● **Material shown**
━━━━
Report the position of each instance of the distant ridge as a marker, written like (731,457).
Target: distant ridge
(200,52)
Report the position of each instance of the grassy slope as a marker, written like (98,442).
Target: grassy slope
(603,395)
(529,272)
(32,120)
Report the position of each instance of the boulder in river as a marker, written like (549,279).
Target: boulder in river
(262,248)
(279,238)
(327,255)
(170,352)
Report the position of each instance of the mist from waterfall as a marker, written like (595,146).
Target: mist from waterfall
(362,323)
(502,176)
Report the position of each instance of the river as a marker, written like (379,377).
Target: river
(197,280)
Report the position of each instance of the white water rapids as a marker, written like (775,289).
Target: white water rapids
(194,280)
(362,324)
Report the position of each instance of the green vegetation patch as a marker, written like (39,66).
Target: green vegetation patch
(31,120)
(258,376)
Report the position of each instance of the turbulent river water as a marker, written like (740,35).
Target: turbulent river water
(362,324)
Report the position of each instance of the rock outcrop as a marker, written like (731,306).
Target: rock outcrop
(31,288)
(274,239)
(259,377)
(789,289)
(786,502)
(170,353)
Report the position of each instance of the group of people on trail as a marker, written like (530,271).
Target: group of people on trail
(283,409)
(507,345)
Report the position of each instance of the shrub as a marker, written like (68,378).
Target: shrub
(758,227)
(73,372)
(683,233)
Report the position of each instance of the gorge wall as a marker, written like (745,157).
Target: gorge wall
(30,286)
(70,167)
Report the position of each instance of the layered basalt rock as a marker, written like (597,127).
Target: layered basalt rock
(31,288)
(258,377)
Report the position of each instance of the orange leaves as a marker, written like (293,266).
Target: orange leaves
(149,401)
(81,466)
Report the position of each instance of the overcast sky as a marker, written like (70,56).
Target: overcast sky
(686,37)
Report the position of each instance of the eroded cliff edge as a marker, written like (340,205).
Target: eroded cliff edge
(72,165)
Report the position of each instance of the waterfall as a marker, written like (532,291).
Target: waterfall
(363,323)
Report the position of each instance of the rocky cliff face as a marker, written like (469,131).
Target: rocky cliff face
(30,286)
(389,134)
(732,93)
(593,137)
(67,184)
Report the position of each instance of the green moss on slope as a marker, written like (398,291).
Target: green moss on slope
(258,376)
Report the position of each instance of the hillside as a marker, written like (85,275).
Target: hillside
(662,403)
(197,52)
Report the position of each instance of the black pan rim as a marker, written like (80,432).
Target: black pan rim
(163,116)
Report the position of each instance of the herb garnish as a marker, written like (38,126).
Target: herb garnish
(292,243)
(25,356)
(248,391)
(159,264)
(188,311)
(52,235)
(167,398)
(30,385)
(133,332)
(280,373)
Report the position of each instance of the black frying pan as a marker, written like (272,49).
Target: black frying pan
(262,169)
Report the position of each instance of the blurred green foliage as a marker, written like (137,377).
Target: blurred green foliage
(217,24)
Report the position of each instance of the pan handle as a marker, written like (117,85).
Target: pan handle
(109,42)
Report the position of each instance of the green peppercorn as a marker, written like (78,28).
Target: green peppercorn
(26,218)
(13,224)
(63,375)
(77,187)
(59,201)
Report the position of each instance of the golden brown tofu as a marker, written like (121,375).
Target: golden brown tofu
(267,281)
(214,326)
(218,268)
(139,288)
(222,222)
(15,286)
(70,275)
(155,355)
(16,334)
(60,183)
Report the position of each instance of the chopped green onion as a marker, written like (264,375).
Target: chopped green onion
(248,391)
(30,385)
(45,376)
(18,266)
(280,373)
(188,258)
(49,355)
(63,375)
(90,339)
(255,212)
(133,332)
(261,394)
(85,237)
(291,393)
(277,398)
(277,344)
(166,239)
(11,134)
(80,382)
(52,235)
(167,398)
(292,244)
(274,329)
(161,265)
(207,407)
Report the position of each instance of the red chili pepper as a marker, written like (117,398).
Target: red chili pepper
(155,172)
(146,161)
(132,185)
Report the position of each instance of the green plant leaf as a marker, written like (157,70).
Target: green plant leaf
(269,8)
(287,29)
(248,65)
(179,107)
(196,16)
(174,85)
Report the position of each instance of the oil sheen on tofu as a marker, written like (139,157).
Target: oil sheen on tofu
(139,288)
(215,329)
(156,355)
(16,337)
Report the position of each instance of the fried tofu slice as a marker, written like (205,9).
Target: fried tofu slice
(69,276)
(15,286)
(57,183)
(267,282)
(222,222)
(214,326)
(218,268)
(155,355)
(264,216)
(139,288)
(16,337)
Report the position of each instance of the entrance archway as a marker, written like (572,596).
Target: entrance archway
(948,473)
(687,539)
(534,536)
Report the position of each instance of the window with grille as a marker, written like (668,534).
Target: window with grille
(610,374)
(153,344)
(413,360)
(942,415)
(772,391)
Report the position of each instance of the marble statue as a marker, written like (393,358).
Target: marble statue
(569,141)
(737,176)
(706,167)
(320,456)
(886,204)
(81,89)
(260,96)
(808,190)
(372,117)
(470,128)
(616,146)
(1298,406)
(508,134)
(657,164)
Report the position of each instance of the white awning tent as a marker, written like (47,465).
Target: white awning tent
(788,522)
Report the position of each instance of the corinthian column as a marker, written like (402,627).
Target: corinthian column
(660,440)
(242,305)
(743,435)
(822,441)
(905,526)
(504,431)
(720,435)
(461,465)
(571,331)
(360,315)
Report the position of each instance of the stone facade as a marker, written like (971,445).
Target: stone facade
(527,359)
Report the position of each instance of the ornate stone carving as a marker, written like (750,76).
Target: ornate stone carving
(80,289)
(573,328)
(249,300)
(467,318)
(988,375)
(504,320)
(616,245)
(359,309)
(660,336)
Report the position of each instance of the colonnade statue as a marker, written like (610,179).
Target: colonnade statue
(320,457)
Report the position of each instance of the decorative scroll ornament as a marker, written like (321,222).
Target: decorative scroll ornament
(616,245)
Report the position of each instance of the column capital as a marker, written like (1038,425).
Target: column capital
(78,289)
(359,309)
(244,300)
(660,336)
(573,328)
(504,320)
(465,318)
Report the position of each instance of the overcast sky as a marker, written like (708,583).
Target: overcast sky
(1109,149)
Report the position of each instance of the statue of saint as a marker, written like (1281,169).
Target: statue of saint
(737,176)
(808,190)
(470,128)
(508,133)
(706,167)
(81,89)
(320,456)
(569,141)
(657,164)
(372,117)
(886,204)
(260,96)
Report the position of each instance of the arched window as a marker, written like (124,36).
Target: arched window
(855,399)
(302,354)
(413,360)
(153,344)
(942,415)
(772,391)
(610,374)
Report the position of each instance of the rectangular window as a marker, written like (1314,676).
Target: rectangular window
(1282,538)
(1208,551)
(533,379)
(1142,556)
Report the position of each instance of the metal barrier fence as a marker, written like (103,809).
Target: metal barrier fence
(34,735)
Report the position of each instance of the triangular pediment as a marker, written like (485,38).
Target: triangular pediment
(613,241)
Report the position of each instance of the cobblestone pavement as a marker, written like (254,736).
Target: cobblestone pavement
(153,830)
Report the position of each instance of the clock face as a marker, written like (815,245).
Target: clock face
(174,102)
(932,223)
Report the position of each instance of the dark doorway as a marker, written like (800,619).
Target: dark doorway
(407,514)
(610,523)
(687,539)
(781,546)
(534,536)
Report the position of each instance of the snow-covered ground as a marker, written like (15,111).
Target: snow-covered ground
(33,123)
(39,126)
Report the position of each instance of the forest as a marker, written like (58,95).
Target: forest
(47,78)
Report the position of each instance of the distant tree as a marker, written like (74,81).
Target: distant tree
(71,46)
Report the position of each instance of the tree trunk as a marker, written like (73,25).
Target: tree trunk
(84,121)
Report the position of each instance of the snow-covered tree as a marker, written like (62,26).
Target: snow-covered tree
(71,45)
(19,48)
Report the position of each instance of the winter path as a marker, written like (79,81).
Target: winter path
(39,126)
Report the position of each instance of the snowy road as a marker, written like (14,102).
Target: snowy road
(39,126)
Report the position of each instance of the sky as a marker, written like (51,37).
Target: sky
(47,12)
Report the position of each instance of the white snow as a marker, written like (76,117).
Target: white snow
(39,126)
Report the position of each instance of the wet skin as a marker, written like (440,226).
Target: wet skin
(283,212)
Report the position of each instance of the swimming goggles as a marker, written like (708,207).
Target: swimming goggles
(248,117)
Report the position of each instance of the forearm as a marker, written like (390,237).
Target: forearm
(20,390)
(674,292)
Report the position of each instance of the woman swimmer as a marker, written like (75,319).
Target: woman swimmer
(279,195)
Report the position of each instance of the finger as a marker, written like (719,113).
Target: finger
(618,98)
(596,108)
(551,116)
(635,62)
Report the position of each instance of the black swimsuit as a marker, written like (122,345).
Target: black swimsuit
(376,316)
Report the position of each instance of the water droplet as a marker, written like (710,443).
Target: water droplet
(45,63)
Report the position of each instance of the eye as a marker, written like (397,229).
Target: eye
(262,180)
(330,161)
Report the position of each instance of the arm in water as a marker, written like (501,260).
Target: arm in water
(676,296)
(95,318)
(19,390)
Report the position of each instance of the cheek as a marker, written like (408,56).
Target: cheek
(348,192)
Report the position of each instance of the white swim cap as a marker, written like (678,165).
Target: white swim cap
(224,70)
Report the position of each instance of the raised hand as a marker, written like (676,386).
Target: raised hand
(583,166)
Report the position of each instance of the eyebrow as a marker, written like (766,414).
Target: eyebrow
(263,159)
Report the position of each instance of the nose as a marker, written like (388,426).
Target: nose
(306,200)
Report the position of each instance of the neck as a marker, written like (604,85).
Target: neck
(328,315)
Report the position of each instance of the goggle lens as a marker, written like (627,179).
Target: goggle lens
━━━━
● **Given problem**
Repeat exactly the lines from the line containing "Report the position of each instance of the forearm" through the last line of the records above, including both, and nothing else.

● **Response to this task**
Report the position of each instance of the forearm as a marker, written like (390,237).
Target: forearm
(20,390)
(674,292)
Report the position of each instance of the woman swimmer as a marker, written like (75,319).
Target: woman swimmer
(279,195)
Report the position of each instance of the finger as a marker, written like (719,113).
Target: finger
(618,98)
(596,108)
(551,116)
(635,62)
Report the position of each instance of the black swimsuit as a marker, written like (122,345).
Target: black swimsuit
(376,316)
Report the position of each instance of the water droplet as a marker, written like (710,443).
Target: water droplet
(45,63)
Report the position of each instance of the eye as a marker, written like (397,229).
Target: eye
(262,180)
(330,161)
Report the position of each instance of the arm in water as a marker, written like (501,260).
Target: arm in water
(676,296)
(95,318)
(19,390)
Report the position of each instance of the cheek as a marker, written like (408,56).
Target: cheek
(348,192)
Report the position of each instance of the white swim cap as a marker, written like (678,165).
Target: white swim cap
(224,70)
Report the position of each instance of the raised hand as a marker, written like (676,386).
Target: raised hand
(583,166)
Report the position of each instance of the eyebrow as a marker, written like (766,414).
Target: eyebrow
(263,159)
Report the position of each instance of the nose as a marker, written like (388,426).
Target: nose
(306,200)
Report the position of each instance of the neck as a marker, written like (604,85).
Target: neck
(328,315)
Report the position of each instance of the goggle lens as a marker, written like (627,179).
Target: goggle lens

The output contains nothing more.